Ejercicio 1
Presenta todas las filas que aparecen después del texto como un CSV de dos columnas, enunciado y respuesta, con una línea por cada fila. Pon cada campo entre comillas y sustituye los saltos de línea por espacios.

Texto de lectura
▬▬▬▬▬▬▬▬▬▬

Una historia de desamor
Música contemporánea es, para mucha gente, aquella que obliga a un esfuerzo que no vale la pena pues presenta códigos sonoros no habituales y difíciles de entender. Quienes se apuntan a esa definición incluirían como músico contemporáneo a Pierre Boulez pero no a Richard Strauss. Sin embargo, Richard Strauss muere en 1949, tres años después de que comenzaran los cursos de composición de Darmstadt que tratan de cerrar el viejo régimen y hacer nacer uno nuevo con afanes de revolución y de los que Boulez sale entronizado primero como emblema y luego como factótum de la modernidad. Como tantas veces, la revolución se malogra, el dogma aflora y los ombligos propios atraen más que las almas ajenas. Así, casi sesenta años después, esa música que se decía nueva sigue siendo discutida aunque haya dejado de serlo. Richard Strauss, sin embargo, continúa escuchándose con la misma admiración de entonces y sus obras no paran de generar derechos de autor.

▬▬▬▬▬▬▬▬▬▬

Datos de entrada
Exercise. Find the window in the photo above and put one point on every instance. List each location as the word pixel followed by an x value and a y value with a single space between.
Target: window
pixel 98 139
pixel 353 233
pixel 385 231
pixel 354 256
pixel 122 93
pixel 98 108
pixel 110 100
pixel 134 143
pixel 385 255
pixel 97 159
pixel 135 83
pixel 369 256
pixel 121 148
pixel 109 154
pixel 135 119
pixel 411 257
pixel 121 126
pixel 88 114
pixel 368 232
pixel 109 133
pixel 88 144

▬▬▬▬▬▬▬▬▬▬

Ejercicio 2
Copia íntegro el texto sobre la música contemporánea, sin cambiar nada.

Respuesta final 1
enunciado,respuesta
"Exercise. Find the window in the photo above and put one point on every instance. List each location as the word pixel followed by an x value and a y value with a single space between. Target: window","pixel 98 139 pixel 353 233 pixel 385 231 pixel 354 256 pixel 122 93 pixel 98 108 pixel 110 100 pixel 134 143 pixel 385 255 pixel 97 159 pixel 135 83 pixel 369 256 pixel 121 148 pixel 109 154 pixel 135 119 pixel 411 257 pixel 121 126 pixel 88 114 pixel 368 232 pixel 109 133 pixel 88 144"

Respuesta final 2
Una historia de desamor
Música contemporánea es, para mucha gente, aquella que obliga a un esfuerzo que no vale la pena pues presenta códigos sonoros no habituales y difíciles de entender. Quienes se apuntan a esa definición incluirían como músico contemporáneo a Pierre Boulez pero no a Richard Strauss. Sin embargo, Richard Strauss muere en 1949, tres años después de que comenzaran los cursos de composición de Darmstadt que tratan de cerrar el viejo régimen y hacer nacer uno nuevo con afanes de revolución y de los que Boulez sale entronizado primero como emblema y luego como factótum de la modernidad. Como tantas veces, la revolución se malogra, el dogma aflora y los ombligos propios atraen más que las almas ajenas. Así, casi sesenta años después, esa música que se decía nueva sigue siendo discutida aunque haya dejado de serlo. Richard Strauss, sin embargo, continúa escuchándose con la misma admiración de entonces y sus obras no paran de generar derechos de autor.